++++ Supplied passage
Among virally suppressed people living with HIV (PLWH), cannabis use was related to alterations in T cells and immunophenotypes, supporting the substance’s anti-inflammatory effect. The use of cannabis was not associated with altered frequency of intact or total HIV DNA. Further research into cannabis use among PLWH is needed.
“Impact of cannabis use on immune cell populations and the viral reservoir in people with HIV on suppressive antiretroviral therapy“ was published online on Aug. 22, 2023, in The Journal of Infectious Diseases. The lead author is Shane D. Falcinelli of the Department of Medicine, the Department of Microbiology and Immunology, and the HIV Cure Center at the University of North Carolina at Chapel Hill.
The observational cross-sectional study evaluated the impact of cannabis use on latent HIV reservoir and inflammatory markers by analyzing peripheral blood cells from 33 PLWH who use the psychoactive drug and 42 PLWH who do not use it. All participants were virally suppressed on antiretroviral therapy, did not use other illicit substances, and did not have alcohol use disorder. Current cannabis use was verified by a urine test while long-term use was self-reported.
++++++++
++++ Records supplied
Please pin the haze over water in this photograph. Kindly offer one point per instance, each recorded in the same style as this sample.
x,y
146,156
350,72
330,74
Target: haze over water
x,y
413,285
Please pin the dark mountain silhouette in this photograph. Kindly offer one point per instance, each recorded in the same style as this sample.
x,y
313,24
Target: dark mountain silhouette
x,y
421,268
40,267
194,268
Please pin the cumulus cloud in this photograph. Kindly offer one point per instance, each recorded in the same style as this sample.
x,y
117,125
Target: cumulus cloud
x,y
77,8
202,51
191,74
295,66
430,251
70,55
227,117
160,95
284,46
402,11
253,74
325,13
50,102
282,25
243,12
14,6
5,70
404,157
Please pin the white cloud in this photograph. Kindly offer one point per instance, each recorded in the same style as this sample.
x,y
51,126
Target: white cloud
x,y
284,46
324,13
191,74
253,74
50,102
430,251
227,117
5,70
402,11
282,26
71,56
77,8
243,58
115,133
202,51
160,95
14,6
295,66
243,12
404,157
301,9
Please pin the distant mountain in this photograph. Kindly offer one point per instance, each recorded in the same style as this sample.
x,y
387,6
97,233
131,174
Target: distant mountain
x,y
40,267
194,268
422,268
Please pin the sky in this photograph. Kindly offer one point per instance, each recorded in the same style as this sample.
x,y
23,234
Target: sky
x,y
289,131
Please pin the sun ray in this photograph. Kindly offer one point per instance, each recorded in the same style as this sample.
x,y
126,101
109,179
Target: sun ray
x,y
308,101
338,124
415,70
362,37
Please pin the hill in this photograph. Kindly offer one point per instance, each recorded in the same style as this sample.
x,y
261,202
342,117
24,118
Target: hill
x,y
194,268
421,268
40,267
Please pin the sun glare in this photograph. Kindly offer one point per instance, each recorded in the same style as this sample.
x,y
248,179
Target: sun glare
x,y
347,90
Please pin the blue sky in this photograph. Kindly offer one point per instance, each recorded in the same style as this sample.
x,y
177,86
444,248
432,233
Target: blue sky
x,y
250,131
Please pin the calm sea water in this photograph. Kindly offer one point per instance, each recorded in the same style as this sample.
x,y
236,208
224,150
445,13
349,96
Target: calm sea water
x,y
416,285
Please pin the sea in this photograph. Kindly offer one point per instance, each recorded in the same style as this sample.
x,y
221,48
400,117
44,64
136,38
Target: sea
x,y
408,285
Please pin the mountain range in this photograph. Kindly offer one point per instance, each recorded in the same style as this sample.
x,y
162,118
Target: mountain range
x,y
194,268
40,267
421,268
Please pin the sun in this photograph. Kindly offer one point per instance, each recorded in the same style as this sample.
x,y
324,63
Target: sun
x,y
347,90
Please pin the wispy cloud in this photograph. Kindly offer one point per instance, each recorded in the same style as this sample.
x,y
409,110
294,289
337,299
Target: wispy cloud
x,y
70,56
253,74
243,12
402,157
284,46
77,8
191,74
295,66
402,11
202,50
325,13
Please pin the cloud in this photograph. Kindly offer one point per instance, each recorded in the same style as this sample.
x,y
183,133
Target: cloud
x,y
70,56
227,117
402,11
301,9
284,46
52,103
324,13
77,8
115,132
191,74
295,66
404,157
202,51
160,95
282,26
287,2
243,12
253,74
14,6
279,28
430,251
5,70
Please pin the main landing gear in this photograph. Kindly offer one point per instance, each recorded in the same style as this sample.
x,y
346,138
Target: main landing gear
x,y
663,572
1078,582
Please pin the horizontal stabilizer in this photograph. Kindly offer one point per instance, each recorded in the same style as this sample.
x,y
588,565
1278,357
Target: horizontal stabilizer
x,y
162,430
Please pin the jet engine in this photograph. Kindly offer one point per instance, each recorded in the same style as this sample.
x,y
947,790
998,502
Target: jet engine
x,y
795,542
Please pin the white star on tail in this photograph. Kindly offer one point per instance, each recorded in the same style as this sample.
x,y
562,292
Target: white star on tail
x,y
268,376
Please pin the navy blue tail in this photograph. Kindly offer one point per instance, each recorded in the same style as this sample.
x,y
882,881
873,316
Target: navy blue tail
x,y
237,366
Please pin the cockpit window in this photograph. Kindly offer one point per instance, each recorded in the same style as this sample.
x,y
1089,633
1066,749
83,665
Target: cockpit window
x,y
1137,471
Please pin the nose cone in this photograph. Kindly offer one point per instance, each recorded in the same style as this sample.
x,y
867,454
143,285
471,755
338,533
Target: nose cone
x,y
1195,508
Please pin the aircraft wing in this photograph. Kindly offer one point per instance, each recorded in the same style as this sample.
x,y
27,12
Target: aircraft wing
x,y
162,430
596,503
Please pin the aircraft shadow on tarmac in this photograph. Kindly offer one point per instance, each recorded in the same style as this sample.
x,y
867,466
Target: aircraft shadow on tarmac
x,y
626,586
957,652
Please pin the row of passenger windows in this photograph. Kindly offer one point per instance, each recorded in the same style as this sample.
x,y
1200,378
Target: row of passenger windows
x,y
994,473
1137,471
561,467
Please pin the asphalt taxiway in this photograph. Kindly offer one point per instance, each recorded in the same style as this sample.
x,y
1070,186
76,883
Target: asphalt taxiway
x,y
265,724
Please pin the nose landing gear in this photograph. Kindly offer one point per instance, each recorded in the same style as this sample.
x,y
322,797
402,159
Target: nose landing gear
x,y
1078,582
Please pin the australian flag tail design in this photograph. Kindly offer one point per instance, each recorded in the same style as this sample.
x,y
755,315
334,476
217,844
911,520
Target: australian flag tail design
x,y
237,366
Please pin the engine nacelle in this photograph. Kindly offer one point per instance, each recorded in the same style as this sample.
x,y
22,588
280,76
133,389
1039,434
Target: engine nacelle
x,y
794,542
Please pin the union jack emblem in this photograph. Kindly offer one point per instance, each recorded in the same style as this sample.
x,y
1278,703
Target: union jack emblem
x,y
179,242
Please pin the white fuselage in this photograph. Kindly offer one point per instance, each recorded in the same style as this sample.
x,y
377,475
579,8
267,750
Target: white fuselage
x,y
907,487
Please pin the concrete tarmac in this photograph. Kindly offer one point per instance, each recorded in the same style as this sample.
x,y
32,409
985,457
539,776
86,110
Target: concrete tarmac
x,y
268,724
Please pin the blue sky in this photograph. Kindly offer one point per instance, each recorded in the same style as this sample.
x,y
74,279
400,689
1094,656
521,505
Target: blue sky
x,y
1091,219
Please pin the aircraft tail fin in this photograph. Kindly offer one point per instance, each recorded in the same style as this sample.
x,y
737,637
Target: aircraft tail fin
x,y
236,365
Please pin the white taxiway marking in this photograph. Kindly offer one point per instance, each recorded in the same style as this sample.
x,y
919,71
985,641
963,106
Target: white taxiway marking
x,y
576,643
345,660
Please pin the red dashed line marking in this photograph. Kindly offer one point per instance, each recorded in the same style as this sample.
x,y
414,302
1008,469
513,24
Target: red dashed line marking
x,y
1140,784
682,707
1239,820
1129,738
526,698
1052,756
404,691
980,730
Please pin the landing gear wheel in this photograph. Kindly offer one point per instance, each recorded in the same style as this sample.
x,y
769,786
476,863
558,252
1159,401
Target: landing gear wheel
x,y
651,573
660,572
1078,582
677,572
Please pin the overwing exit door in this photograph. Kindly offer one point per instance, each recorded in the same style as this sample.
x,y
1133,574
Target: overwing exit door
++++++++
What to produce: Continue the summary of the study on cannabis use in people with HIV, beginning after its final sentence.

Response area:
Current use was associated with changes in T cell maturation, activation, and exhaustion, while years of use were related to changes in immunophenotypes. HIV-specific T cell responses were similar between the two groups, as was total HIV DNA and absolute frequency of intact proviruses.
While an exploratory subgroup analysis found that cannabis use may be related to lower HIV reservoir frequency among PLWH with higher NK cell NKG2A expression, overall reservoir size did not differ between the two groups.
Results support previous findings of cannabis’ anti-inflammatory effect. Additional research is needed to elucidate the mechanisms of this drug in PLWH and its effect on other physiological and psychological processes.
These findings may influence the design of future studies on cannabis and the HIV reservoir, whose results could inform ways of mitigating ongoing inflammation, as well as HIV cure strategies.